Vorliegender Text =
──────────
# Rettungseinsatz in Hamburg



## Hering 58 (12. Januar 2021)

Ist ja noch mal gut gegangen.


----------



## Eyecident (12. Januar 2021)

Der Glückliche! Das erinnert mich an meine Kindheit, als ich als kleiner Junge über ein Algenfeld Richtung Ostsee gelaufen bin und ich niemals damit gerechnet habe, dass ich irgendwann durch das Algenfeld durchrutschen konnte. Mein Vater hat mich dann aus der Ostsee gefischt. Meine Mutter hat uns nur abgesetzt und damals waren Handys noch nicht verbreitet. Somit hat wurde ich auch in mehrere Decken eingewickelt und es wurde ein Feuer für mich gemacht. War ein großes Abenteuer damals mit mir als kleiner Junge. Fällt mir nur gerade so ein.


----------



## rolfmoeller (13. Januar 2021)

Eventuell melden sich hier ja Geretteter und Retter.


----------



## Ulf Daubner (29. Januar 2021)

Anglerboard Redaktion schrieb:


> *Am Samstagmorgen musste die Feuerwehr nach St. Georg ausrücken, um einen Angler zu bergen.
> 
> Anhang anzeigen 364138
> *
> ...


Einem Bekannten von mir, obwohl jahrelang erprobt, ist beinahe das gleiche passiert


----------
──────────
Arbeitsauftrag A = Schreibe aus den Datensätzen die Zeilen von der Zeile mit „Could you locate the silver“ bis zum Ende der Datensätze unverändert ab, beide Grenzen eingeschlossen.
Die Datensätze stehen in keinem Zusammenhang mit der Forumsdiskussion.
──────────
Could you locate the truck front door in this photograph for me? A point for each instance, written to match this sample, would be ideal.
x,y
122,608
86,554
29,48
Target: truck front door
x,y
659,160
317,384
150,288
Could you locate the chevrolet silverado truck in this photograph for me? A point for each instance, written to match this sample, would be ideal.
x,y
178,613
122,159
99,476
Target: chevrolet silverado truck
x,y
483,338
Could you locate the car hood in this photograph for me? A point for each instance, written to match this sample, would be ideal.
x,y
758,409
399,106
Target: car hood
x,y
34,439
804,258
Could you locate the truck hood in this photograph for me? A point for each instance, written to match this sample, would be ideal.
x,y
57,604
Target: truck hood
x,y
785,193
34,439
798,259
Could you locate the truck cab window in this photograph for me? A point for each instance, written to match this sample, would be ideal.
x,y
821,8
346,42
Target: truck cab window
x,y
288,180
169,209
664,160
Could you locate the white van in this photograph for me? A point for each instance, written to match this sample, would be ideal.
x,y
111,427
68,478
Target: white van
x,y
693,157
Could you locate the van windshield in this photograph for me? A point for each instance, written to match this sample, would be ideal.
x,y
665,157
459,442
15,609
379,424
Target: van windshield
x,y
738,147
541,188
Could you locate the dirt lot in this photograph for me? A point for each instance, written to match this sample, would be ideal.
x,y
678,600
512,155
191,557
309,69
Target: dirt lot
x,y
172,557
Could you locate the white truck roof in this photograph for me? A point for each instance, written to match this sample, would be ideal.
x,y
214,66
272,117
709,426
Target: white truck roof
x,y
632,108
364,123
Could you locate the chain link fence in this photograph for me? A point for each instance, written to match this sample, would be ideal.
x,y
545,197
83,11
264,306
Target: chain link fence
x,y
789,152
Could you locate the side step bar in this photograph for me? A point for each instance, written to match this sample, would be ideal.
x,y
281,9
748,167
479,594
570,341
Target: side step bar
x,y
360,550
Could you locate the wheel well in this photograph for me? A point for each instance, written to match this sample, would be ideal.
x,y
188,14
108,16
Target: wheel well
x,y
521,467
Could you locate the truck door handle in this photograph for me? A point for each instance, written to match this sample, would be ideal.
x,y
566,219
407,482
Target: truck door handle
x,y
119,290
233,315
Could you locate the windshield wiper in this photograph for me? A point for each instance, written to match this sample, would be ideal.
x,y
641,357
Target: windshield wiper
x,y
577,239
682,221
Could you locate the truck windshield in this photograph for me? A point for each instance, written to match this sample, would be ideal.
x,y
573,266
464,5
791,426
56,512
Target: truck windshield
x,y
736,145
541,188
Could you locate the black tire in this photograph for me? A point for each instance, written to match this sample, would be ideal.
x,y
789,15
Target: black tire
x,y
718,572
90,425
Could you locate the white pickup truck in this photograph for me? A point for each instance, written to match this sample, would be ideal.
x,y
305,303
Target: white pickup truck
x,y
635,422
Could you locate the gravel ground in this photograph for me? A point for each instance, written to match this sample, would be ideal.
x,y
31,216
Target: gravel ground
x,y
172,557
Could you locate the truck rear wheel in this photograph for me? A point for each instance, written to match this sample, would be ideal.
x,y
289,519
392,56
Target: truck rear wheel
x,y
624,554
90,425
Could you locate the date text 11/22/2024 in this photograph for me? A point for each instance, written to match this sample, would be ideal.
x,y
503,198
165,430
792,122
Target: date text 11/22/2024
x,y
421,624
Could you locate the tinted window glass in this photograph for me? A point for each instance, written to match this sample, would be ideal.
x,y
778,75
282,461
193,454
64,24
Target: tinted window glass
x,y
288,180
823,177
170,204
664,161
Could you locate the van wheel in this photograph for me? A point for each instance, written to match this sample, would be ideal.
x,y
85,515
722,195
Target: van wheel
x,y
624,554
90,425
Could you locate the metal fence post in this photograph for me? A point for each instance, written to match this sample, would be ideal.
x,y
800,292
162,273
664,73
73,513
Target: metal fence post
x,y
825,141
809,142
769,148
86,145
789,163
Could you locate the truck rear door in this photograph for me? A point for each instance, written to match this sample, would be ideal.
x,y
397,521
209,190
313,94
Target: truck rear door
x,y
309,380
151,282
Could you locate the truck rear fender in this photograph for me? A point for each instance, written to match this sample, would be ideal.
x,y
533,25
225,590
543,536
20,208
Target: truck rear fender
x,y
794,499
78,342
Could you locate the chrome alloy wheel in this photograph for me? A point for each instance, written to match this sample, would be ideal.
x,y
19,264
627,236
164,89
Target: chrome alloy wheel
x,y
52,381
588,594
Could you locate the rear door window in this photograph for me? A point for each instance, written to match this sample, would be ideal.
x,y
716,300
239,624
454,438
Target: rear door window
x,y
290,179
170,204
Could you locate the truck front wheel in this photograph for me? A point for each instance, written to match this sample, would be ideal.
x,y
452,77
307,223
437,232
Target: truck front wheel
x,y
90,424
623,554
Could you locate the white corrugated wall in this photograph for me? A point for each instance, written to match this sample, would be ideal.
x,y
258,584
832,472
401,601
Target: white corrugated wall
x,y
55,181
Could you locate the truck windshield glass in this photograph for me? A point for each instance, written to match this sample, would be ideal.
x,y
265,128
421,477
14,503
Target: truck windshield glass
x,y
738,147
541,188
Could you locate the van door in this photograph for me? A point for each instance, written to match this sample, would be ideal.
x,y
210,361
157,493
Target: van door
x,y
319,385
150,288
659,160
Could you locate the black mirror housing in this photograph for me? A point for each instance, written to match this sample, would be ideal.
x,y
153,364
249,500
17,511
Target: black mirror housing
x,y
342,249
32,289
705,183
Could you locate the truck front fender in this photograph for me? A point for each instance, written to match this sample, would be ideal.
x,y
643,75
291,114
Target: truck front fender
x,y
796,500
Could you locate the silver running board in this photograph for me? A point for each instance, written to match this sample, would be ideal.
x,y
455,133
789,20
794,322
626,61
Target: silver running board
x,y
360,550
──────────
Arbeitsauftrag B = Wohin musste die Feuerwehr laut der Forumsdiskussion am Samstagmorgen ausrücken?

Richtige Lösung A =
Could you locate the silver running board in this photograph for me? A point for each instance, written to match this sample, would be ideal.
x,y
455,133
789,20
794,322
626,61
Target: silver running board
x,y
360,550

Richtige Lösung B = Nach St. Georg, um einen Angler zu bergen.